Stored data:
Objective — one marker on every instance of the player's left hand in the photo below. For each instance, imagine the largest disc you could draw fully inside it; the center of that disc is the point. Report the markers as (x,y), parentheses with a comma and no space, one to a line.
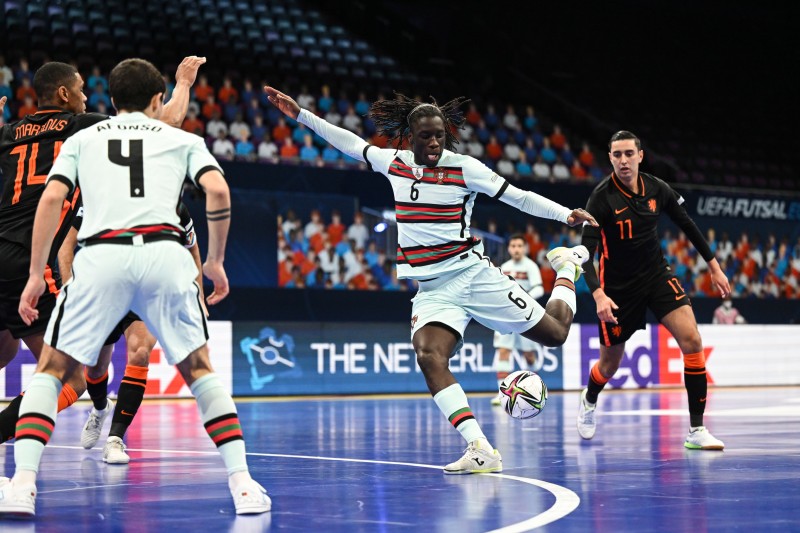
(30,299)
(579,216)
(720,281)
(187,70)
(214,271)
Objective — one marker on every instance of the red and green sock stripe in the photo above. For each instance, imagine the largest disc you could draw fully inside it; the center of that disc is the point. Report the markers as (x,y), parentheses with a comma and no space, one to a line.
(224,429)
(461,416)
(35,426)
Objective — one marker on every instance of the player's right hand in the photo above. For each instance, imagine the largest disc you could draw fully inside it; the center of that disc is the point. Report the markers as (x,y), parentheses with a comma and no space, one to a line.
(30,299)
(605,307)
(214,271)
(285,103)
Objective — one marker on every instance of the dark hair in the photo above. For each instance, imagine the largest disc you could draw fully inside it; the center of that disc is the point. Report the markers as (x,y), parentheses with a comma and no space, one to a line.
(393,118)
(516,236)
(133,83)
(50,77)
(623,135)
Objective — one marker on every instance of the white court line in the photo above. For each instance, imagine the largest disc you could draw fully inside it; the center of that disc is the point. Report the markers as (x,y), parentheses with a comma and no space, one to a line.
(566,500)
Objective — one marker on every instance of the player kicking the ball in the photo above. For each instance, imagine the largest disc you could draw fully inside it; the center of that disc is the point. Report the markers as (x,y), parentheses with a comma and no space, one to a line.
(434,191)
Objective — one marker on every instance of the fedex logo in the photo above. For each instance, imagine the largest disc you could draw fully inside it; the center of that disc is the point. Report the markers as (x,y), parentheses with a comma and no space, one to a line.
(652,357)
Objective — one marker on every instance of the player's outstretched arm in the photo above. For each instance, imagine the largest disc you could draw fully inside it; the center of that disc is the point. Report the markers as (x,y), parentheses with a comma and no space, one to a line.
(45,224)
(343,140)
(218,214)
(175,110)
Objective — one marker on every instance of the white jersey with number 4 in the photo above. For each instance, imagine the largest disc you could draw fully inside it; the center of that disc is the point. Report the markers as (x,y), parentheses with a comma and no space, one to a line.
(131,170)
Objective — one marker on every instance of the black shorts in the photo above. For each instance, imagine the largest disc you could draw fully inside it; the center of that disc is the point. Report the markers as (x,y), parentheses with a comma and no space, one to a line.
(120,328)
(14,265)
(661,293)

● **STATED PROBLEM**
Give back the lines of the listing from the one with "Objective — one marker on every instance of the fedex" through the end, both included, exactly as written and with nothing added.

● **OUTPUT OF THE TASK**
Objective — one marker on every instance of the fedex logo in the photo above. For each instance, imagine the largest disc you could draw fully inside it; the center of that disc is the point. Report the markers as (x,y), parentheses with a comma and no space, one to a line.
(652,357)
Objective — one marker on every instance of the player's outstretched arm in the photo above. For each instance, imagine the largest disc you could draw fully inside it; the center of that disc is the point. Report the markers as (x,y), parentheses with a comma and no space, one to a line.
(45,224)
(343,140)
(218,214)
(175,110)
Objective — one marker on every instance of the white jersey with number 4 in the photo above. For each instance, imagine the largest disc you could draw fully inside it; the center of that disc is the point. Report the markers as (x,y), parentheses with a comma and no space, one to a line.
(131,170)
Objective — one marker on every instance of the black shorts in the photo above. For each instance, imagine the largest disc you could draw fully inside it; the center of that disc is the point. Report the markers as (x,y), parentheses with a comma and no space, one to a line.
(120,328)
(14,265)
(661,293)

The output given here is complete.